##### Provided information #####

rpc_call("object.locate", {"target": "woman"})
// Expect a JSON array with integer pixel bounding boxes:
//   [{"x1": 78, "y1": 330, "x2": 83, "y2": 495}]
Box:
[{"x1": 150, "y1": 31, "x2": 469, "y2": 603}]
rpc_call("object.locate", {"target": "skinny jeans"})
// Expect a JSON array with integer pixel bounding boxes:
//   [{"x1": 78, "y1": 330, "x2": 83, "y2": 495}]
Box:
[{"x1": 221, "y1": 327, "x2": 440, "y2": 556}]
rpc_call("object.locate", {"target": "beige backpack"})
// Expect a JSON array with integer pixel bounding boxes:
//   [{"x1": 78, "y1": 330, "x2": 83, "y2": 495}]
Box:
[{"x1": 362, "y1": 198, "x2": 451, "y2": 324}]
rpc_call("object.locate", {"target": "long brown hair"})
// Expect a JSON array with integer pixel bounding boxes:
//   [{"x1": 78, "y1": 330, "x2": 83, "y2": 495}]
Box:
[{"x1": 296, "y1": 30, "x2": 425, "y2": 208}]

#####
##### Provided information #####

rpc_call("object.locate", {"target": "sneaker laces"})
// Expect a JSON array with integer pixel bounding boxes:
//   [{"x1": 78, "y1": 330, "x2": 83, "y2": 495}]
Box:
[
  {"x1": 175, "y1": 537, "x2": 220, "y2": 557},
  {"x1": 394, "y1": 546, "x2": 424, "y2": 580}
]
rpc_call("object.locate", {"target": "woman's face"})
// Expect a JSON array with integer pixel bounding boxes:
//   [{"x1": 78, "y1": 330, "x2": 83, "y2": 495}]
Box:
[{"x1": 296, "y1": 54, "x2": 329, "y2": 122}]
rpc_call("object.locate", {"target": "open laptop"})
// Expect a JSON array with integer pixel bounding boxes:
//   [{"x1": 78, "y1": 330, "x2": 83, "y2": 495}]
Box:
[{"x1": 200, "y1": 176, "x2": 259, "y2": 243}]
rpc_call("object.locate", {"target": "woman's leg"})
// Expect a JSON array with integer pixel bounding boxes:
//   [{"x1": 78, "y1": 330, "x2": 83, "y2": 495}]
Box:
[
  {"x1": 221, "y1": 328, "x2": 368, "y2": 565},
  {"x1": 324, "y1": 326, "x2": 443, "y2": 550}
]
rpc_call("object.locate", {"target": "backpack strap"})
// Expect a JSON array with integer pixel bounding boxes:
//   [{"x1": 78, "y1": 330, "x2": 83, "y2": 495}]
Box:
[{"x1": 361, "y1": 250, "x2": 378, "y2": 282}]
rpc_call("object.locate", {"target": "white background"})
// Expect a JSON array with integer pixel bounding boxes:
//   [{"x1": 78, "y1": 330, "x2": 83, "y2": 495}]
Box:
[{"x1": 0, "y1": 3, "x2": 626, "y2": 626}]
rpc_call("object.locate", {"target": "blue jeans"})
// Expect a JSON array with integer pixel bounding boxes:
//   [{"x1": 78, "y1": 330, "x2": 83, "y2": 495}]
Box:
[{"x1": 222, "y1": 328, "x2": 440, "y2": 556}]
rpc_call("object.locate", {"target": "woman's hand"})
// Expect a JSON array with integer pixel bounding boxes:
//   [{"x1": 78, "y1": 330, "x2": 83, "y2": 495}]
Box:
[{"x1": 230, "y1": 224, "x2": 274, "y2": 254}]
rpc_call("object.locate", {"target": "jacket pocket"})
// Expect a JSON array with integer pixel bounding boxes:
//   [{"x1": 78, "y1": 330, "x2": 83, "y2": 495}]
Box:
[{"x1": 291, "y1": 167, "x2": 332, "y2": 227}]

#####

What to do => Locate each line in the records that contains the string "woman" and copy it out. Case counts.

Right answer =>
rpc_call("object.locate", {"target": "woman"})
rpc_call("object.locate", {"target": "woman's face"})
rpc_call("object.locate", {"target": "woman's leg"})
rpc_call("object.locate", {"target": "woman's hand"})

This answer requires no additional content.